◆ What to work on:
Please lay out the part of the entries that opens with the line containing "outline white ceiling" and closes with the line containing "[[[256,12],[256,0],[35,0],[81,39],[202,38]]]" as a Markdown table with the columns Row and Line, leaving out blank lines.

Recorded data
--- BEGIN ---

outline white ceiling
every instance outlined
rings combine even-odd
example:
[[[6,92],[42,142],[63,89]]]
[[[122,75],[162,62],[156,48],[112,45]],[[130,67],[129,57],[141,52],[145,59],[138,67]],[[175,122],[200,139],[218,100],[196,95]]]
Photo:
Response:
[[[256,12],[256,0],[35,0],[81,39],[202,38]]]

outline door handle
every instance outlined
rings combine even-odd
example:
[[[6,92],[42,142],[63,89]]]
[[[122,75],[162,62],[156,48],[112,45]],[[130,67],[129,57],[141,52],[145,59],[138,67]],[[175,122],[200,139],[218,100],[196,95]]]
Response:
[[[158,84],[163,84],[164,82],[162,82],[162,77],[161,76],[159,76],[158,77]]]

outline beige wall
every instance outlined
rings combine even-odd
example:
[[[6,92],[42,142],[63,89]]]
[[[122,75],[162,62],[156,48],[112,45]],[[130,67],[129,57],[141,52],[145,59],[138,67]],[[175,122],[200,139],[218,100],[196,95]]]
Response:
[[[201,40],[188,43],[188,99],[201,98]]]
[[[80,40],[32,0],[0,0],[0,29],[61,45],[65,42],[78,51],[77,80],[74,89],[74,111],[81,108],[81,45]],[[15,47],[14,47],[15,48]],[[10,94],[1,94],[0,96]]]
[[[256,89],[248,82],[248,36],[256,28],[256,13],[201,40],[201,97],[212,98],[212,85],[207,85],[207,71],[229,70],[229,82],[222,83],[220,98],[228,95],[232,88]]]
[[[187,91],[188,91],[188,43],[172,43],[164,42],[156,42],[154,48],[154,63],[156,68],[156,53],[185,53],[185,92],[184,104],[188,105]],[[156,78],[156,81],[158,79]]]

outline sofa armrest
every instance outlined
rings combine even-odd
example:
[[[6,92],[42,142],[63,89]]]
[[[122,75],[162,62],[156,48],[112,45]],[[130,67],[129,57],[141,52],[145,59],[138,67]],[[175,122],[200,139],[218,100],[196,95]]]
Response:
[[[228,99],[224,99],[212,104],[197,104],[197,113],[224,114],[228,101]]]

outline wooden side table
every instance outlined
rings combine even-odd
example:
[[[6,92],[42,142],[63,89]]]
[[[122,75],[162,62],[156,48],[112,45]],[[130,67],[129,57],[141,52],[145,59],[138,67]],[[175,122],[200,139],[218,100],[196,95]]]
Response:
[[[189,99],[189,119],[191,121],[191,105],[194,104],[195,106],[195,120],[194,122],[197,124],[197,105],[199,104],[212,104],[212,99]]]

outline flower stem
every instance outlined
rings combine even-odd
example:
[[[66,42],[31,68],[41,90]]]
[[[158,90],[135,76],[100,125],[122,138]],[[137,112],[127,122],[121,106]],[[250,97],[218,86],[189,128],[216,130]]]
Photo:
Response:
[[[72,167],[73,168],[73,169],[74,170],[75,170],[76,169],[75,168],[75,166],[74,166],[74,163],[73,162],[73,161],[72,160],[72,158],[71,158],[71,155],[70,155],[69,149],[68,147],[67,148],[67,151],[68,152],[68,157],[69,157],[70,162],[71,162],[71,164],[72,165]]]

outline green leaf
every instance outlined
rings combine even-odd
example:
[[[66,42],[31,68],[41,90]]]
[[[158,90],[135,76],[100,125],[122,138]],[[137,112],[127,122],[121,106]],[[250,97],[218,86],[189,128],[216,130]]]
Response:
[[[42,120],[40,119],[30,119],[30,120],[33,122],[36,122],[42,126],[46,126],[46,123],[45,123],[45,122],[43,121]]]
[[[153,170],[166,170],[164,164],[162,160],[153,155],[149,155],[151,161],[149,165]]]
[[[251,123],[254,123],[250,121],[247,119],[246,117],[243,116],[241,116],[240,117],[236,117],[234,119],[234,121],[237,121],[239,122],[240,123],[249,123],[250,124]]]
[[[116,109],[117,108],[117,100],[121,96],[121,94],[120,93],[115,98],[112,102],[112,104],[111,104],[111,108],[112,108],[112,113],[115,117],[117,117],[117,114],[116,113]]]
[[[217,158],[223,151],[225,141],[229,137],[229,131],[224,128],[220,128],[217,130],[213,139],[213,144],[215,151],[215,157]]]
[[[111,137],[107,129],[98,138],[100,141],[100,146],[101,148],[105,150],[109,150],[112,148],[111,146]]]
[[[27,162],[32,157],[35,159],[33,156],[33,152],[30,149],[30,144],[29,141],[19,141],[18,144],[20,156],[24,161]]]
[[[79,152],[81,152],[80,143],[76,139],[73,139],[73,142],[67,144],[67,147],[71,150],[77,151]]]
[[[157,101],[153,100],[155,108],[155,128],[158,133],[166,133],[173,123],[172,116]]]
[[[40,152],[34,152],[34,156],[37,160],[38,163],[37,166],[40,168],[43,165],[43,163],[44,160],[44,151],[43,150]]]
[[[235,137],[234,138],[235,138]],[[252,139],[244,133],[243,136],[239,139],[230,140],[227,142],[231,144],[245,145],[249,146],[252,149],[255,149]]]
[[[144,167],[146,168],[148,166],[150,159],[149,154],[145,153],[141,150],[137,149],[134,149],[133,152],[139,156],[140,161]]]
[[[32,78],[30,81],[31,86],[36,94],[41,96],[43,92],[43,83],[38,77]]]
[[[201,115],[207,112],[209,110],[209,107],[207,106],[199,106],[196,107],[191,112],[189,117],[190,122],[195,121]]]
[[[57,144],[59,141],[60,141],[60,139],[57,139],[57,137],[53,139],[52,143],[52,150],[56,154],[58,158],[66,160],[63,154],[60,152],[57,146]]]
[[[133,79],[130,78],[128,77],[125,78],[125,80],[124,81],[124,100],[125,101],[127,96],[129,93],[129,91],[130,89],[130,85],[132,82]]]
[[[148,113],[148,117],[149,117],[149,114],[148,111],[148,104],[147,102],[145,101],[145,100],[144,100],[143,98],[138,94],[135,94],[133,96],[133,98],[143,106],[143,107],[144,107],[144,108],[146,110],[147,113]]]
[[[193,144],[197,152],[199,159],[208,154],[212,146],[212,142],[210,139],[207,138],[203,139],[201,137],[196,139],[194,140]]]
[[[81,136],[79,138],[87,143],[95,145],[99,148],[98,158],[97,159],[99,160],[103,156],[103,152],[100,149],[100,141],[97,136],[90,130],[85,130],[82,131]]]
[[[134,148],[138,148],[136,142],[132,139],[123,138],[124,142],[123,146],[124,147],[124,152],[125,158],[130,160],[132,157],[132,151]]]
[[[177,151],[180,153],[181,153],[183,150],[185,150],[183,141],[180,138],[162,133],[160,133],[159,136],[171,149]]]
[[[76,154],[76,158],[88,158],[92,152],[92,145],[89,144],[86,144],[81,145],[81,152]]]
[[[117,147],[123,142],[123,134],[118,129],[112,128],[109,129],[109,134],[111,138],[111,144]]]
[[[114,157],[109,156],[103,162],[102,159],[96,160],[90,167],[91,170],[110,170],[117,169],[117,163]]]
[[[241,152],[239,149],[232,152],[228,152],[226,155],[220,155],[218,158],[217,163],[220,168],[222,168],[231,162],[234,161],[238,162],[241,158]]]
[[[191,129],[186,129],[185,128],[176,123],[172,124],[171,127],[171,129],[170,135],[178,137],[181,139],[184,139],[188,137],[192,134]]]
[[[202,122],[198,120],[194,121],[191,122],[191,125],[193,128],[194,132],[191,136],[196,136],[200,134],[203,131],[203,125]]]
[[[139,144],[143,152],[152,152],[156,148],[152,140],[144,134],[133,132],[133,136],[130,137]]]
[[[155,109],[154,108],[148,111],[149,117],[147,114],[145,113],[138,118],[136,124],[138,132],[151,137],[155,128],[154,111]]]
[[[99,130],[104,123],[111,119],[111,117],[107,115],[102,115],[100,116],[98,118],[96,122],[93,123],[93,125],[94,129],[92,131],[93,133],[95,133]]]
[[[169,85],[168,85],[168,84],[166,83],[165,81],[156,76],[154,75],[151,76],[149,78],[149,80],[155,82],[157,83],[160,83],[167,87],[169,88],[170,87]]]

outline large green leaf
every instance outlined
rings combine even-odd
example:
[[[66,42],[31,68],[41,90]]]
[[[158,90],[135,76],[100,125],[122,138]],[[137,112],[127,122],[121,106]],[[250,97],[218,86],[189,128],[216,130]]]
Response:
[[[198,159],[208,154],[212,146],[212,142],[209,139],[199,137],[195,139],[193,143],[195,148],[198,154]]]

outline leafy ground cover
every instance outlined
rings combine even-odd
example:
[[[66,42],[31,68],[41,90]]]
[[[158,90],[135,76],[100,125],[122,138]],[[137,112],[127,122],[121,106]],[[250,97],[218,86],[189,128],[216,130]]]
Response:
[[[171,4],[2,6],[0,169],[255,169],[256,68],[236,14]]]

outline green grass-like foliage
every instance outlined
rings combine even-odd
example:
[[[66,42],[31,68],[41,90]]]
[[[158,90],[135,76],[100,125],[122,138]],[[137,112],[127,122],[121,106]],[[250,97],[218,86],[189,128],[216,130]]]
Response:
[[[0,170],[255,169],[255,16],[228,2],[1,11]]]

--- END ---
--- BEGIN ---

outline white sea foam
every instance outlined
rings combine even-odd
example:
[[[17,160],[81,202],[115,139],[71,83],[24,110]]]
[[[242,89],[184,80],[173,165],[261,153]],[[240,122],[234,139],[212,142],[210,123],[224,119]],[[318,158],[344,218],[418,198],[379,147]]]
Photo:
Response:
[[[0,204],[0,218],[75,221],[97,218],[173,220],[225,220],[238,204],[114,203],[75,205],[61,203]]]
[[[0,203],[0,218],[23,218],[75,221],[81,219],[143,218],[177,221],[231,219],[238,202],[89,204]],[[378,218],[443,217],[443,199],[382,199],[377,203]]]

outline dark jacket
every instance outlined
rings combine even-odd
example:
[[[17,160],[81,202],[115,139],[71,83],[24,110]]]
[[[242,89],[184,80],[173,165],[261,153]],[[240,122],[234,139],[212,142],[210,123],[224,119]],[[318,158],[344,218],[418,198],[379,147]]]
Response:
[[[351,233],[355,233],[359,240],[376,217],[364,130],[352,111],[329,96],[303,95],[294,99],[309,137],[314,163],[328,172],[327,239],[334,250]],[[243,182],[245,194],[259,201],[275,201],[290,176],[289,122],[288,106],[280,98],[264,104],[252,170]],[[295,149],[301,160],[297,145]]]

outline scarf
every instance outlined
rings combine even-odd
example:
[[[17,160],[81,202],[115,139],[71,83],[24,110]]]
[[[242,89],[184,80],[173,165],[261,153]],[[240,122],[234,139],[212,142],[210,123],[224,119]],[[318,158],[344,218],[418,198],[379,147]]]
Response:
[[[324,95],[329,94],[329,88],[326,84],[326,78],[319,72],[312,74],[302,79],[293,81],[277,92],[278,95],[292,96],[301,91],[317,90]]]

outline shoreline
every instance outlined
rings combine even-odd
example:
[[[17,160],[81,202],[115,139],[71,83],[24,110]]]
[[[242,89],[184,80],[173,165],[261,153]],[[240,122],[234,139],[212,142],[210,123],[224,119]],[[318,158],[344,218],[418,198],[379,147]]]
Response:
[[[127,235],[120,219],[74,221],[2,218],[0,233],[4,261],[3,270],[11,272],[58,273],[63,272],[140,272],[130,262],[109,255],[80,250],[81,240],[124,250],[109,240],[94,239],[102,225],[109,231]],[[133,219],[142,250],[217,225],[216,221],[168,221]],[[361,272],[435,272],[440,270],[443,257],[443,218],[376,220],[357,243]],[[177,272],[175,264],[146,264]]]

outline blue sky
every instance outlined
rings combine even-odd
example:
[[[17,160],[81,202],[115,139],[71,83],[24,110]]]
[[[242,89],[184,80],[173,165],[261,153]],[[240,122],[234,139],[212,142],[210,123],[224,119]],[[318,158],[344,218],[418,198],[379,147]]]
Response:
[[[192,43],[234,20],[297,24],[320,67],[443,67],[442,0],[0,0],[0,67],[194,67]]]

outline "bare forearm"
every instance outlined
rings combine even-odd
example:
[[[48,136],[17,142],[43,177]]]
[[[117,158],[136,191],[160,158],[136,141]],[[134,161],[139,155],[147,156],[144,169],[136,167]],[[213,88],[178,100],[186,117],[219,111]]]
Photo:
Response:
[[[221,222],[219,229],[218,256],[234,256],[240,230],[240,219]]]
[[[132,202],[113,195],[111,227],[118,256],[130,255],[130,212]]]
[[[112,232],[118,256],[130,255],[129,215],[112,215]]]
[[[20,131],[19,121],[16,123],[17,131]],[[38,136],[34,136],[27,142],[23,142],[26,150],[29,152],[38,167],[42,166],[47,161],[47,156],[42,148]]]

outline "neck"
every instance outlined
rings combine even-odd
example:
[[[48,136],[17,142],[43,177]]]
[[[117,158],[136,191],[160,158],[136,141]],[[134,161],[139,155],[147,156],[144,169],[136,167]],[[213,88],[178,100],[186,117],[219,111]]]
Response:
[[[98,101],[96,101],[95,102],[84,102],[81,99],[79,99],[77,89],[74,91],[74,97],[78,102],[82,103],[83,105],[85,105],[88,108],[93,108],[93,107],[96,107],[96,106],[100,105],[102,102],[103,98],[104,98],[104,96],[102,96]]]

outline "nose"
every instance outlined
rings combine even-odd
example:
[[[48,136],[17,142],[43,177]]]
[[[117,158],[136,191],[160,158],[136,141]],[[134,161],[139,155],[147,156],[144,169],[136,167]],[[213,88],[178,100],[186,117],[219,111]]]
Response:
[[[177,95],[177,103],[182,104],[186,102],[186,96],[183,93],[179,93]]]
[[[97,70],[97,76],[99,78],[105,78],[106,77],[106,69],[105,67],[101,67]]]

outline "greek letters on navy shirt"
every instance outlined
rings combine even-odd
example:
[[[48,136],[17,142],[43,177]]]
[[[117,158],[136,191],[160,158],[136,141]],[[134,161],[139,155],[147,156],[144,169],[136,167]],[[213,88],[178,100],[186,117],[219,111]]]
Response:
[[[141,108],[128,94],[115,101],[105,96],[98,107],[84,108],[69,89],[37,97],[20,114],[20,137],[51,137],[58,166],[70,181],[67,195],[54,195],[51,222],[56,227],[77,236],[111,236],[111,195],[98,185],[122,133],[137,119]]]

--- END ---

◆ Task result:
| Row | Line |
|---|---|
| 1 | outline white ceiling |
| 2 | every instance outlined |
| 3 | rings combine even-odd |
| 4 | example: |
| 5 | [[[6,92],[42,142],[63,89]]] |
| 6 | [[[122,75],[162,62],[156,48],[112,45]],[[130,67],[129,57],[141,52],[145,59],[138,67]],[[175,122],[200,139],[218,100],[196,95]]] |
| 7 | Photo: |
| 8 | Response: |
| 9 | [[[256,12],[256,0],[35,0],[81,39],[202,38]]] |